── DATA PROVIDED

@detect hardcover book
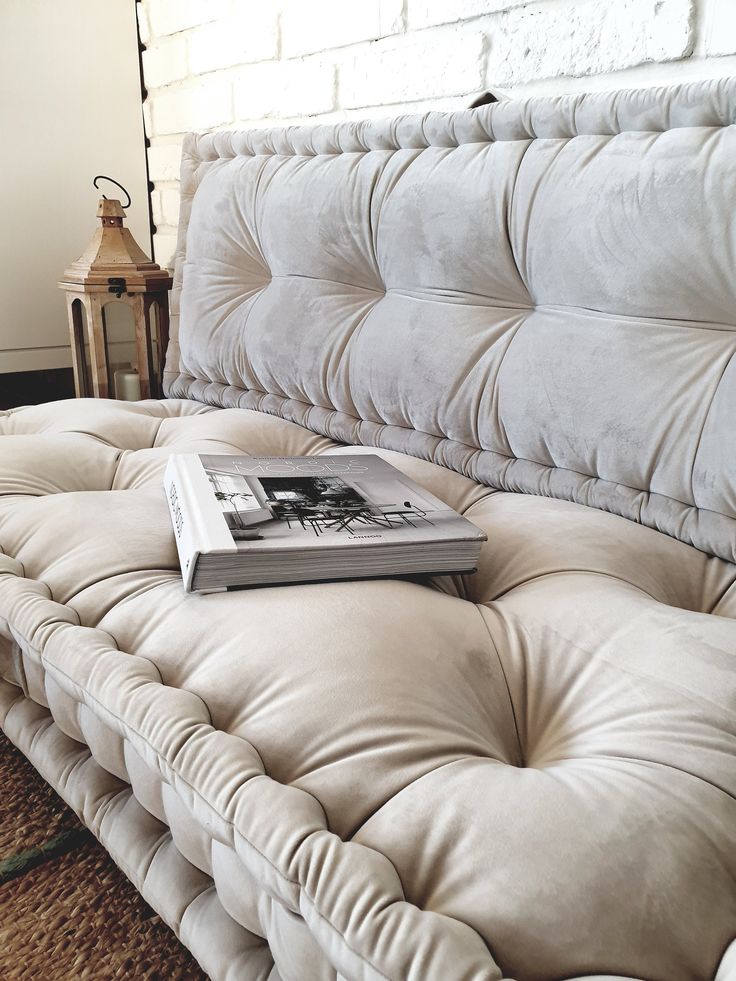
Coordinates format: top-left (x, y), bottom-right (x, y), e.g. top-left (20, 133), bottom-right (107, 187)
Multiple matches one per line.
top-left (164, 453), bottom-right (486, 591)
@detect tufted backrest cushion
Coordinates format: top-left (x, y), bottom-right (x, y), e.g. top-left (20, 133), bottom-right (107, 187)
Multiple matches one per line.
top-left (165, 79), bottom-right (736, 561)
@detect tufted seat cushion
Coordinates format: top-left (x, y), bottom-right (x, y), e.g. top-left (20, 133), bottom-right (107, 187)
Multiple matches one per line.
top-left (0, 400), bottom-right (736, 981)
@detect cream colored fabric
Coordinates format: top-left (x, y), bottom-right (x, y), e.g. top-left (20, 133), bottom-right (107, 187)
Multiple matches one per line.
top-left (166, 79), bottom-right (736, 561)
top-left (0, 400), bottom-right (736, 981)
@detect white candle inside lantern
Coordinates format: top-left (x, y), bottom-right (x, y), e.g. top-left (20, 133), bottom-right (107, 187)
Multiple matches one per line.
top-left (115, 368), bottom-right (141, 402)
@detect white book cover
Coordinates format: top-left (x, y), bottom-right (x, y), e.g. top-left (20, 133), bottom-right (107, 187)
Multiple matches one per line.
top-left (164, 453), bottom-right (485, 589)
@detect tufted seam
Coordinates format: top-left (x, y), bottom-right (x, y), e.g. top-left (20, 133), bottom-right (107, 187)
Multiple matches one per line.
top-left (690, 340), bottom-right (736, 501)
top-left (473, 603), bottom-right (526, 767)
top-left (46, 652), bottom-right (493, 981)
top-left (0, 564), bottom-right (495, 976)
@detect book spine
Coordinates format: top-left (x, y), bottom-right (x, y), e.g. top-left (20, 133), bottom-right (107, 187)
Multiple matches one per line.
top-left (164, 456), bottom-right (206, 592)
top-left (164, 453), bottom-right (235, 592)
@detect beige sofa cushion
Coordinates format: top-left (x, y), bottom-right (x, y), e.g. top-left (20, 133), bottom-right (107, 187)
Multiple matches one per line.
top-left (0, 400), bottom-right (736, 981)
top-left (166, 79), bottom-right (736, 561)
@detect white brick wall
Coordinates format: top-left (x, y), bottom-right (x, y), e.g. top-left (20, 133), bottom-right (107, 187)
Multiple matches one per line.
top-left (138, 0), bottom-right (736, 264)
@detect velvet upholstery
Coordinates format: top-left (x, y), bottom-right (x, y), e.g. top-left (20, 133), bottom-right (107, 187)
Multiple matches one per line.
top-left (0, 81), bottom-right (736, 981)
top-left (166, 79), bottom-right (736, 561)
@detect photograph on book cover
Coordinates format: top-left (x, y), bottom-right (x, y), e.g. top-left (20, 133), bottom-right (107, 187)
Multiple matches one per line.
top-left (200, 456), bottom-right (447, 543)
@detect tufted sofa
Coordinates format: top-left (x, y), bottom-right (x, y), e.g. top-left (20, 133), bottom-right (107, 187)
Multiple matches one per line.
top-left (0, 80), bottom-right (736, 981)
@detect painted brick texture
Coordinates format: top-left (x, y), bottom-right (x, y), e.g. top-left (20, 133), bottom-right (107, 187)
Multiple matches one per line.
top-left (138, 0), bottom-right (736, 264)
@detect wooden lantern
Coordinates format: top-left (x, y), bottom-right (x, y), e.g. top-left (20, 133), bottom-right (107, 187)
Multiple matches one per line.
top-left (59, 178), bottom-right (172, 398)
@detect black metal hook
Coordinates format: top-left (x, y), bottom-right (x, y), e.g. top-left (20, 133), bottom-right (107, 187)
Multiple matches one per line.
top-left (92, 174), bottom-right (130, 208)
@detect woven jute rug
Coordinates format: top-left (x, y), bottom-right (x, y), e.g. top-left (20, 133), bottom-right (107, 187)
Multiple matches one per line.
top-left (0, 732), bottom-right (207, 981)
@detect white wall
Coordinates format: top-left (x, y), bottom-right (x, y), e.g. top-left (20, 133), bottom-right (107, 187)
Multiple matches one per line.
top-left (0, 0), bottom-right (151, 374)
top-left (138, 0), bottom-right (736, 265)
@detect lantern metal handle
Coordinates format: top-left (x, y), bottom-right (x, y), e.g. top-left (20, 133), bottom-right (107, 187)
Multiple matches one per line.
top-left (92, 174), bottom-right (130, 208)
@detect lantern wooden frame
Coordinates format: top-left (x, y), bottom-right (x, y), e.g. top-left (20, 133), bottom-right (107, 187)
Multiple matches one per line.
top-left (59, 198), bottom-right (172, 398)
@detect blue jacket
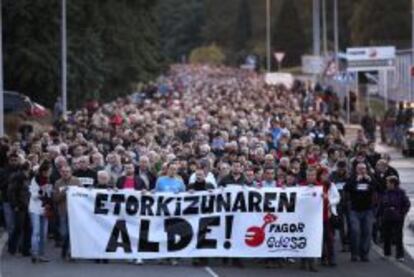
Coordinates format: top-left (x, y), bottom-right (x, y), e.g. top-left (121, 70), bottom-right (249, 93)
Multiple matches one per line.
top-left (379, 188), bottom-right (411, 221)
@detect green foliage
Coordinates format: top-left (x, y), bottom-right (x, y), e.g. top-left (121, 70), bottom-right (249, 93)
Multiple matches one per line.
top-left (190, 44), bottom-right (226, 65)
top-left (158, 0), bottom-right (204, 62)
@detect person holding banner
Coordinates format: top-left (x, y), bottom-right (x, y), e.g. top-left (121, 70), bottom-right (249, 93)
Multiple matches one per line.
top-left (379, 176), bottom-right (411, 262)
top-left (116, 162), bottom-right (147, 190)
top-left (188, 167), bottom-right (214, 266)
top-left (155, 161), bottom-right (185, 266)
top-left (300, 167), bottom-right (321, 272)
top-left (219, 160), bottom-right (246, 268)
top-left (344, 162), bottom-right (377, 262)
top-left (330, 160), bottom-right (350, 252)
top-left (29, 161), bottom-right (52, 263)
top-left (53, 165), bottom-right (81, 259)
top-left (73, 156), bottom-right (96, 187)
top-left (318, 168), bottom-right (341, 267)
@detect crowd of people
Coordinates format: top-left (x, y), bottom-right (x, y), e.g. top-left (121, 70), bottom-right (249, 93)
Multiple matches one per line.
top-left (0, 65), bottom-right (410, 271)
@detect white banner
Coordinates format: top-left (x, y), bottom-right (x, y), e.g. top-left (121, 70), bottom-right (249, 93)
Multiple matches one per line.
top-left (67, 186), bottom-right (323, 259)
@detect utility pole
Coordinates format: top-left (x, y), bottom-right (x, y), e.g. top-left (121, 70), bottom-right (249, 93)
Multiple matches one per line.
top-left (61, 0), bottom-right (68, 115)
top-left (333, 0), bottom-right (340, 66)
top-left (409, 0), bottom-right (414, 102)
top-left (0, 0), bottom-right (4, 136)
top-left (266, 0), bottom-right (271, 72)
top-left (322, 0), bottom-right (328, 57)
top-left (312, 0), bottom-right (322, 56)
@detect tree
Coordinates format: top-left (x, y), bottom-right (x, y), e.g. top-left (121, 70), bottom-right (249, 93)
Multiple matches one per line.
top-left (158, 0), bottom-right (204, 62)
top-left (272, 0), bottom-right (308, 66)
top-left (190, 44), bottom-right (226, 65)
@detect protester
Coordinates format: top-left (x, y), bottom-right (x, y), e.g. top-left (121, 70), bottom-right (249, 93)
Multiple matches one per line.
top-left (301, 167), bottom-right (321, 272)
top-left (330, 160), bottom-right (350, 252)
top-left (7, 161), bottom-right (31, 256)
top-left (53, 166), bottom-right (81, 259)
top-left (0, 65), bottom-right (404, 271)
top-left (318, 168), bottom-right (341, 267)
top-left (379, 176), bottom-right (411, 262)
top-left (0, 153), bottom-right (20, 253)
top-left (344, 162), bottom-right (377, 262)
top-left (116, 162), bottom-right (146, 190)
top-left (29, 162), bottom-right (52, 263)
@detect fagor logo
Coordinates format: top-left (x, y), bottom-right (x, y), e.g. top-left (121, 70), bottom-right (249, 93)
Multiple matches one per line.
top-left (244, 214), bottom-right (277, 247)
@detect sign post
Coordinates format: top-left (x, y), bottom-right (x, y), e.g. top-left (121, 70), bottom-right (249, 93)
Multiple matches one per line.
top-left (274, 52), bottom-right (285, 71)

────

YOUR GOAL »
Copy the listing starting at the line with "cream colored fabric" and ending at the line with "top-left (115, 368), bottom-right (141, 402)", swapping "lantern" for "glass jar" and leaving everything else unchanged. Give only those lines.

RESPONSE »
@detect cream colored fabric
Coordinates format: top-left (x, y), bottom-right (x, y), e.g. top-left (20, 133), bottom-right (107, 187)
Multiple matches one per line.
top-left (166, 79), bottom-right (736, 561)
top-left (0, 400), bottom-right (736, 981)
@detect white candle inside glass jar
Coordinates format: top-left (x, y), bottom-right (x, y), e.g. top-left (20, 133), bottom-right (107, 187)
Multiple matches one per line.
top-left (115, 368), bottom-right (141, 402)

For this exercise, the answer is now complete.